■ WORK TO BE COMPLETED: Write out again, exactly as they stand, the line that includes "sandal. Return only the coordinates." and all remaining lines of the entries.
•••••
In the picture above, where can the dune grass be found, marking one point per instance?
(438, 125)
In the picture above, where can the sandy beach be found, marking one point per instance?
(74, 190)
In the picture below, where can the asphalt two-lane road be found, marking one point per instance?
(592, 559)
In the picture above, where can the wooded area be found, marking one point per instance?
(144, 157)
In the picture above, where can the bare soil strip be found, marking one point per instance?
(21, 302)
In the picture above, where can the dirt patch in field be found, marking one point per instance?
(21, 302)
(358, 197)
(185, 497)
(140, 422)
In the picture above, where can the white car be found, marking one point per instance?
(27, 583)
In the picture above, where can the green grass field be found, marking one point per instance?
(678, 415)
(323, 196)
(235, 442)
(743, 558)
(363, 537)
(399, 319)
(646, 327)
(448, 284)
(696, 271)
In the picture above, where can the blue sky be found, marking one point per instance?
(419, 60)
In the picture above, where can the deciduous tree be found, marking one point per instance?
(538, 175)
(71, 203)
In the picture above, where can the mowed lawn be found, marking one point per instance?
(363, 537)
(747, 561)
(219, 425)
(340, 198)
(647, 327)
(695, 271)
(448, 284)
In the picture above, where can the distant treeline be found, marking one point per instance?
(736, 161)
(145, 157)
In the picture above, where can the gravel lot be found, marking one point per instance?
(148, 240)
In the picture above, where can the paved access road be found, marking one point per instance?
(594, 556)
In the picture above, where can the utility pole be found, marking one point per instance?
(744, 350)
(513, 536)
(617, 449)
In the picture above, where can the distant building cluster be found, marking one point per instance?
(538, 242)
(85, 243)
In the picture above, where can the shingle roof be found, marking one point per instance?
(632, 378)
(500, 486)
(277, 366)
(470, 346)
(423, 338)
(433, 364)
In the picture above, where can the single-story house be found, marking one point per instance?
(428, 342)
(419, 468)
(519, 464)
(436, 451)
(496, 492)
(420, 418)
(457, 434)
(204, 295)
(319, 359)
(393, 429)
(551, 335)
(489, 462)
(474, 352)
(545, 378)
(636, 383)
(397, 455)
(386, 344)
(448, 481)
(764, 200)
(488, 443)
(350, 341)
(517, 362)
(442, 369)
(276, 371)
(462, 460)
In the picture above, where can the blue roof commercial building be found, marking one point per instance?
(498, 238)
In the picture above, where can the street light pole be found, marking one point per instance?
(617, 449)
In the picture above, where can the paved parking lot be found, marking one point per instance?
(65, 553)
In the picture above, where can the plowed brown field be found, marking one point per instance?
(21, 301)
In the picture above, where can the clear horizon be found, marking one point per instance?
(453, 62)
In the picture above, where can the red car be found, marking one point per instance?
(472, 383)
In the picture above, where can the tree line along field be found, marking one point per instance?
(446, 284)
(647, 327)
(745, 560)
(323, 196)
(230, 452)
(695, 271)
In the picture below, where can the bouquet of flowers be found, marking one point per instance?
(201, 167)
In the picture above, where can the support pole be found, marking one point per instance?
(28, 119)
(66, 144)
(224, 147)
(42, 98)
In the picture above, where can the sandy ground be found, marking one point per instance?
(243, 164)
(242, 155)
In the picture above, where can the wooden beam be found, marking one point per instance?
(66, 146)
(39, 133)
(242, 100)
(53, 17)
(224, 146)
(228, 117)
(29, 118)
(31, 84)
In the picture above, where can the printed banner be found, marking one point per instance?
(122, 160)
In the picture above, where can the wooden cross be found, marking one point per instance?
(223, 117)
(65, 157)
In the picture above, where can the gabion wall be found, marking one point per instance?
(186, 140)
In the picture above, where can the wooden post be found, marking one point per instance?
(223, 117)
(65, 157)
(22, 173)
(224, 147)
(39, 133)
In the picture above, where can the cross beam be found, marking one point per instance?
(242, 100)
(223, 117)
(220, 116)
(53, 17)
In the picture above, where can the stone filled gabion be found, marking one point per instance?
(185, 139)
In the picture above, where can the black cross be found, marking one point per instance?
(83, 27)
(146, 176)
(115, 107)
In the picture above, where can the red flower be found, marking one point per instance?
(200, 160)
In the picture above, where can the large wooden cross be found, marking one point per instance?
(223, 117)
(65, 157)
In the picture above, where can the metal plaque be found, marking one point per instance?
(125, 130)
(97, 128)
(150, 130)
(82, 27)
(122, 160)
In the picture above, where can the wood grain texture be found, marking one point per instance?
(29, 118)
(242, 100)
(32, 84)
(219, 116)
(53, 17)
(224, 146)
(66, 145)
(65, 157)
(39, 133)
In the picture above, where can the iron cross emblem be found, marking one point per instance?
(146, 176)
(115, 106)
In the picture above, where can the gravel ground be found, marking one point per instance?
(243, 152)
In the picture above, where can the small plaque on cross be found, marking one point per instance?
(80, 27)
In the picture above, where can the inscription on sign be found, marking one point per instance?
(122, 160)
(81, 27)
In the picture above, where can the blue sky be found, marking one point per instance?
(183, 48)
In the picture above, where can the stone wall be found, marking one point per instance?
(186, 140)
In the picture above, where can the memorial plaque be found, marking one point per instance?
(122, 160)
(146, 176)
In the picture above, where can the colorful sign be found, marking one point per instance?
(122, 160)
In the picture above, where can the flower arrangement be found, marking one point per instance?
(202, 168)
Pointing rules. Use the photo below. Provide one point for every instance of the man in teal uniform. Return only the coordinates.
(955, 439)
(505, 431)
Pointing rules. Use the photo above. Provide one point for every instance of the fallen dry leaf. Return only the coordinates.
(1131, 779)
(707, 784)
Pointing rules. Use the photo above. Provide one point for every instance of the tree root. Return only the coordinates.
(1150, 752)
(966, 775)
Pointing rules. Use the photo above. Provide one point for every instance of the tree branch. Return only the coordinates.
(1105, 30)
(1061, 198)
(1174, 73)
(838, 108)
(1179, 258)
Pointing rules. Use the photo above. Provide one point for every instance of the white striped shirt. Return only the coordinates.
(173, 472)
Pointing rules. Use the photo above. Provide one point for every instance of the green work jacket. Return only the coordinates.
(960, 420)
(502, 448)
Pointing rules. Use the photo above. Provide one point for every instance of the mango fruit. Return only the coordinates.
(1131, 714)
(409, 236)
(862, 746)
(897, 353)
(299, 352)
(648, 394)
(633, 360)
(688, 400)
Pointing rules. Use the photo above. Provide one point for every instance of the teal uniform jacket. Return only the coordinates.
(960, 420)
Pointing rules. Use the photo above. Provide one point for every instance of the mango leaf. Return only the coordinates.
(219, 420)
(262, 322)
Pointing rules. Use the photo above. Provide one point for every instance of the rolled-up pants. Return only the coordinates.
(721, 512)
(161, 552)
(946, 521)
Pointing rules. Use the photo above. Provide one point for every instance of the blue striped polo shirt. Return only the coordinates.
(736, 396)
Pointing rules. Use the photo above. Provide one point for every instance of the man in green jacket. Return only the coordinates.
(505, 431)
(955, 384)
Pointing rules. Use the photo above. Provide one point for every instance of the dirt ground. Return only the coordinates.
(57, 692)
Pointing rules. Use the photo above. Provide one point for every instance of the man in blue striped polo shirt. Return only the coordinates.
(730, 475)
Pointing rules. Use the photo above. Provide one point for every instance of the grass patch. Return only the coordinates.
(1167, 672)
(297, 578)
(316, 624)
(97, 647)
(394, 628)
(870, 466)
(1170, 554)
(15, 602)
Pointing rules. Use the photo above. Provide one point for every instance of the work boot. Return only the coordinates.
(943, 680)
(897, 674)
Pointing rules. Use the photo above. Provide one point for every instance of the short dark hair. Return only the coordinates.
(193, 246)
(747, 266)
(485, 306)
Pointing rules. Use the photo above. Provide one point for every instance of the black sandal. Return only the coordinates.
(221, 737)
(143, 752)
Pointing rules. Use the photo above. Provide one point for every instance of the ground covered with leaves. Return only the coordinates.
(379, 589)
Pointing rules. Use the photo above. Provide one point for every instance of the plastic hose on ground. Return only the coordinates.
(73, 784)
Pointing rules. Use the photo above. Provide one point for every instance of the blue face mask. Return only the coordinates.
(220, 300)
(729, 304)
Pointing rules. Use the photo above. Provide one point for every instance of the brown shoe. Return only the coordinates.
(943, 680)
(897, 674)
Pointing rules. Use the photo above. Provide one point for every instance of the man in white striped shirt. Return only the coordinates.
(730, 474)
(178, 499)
•••••
■ SOLUTION FOR THIS PROBLEM:
Pointing rules. Use the photo above. Provide one point for every instance of the black sandal. Return only the coordinates.
(221, 737)
(143, 752)
Pointing rules. Use the photo above. Provide one point for every instance of the ground covered with leaves. Return only the coordinates.
(379, 589)
Pointing rules. Use the photo above. Provide one point for every instance of the plastic hose on ground. Return only the coordinates.
(73, 784)
Pointing rules. Use the photo above. Provide one point for every instance of the blue face mask. Return only the coordinates.
(220, 300)
(729, 304)
Pointing rules. Use the photo above. Provide one point for every instance of the brown shoe. Return only the coordinates.
(943, 680)
(897, 674)
Pointing rules. Use the photo above. Provide one point for every instance of the man in white striped shirt. Return only the coordinates.
(730, 474)
(178, 499)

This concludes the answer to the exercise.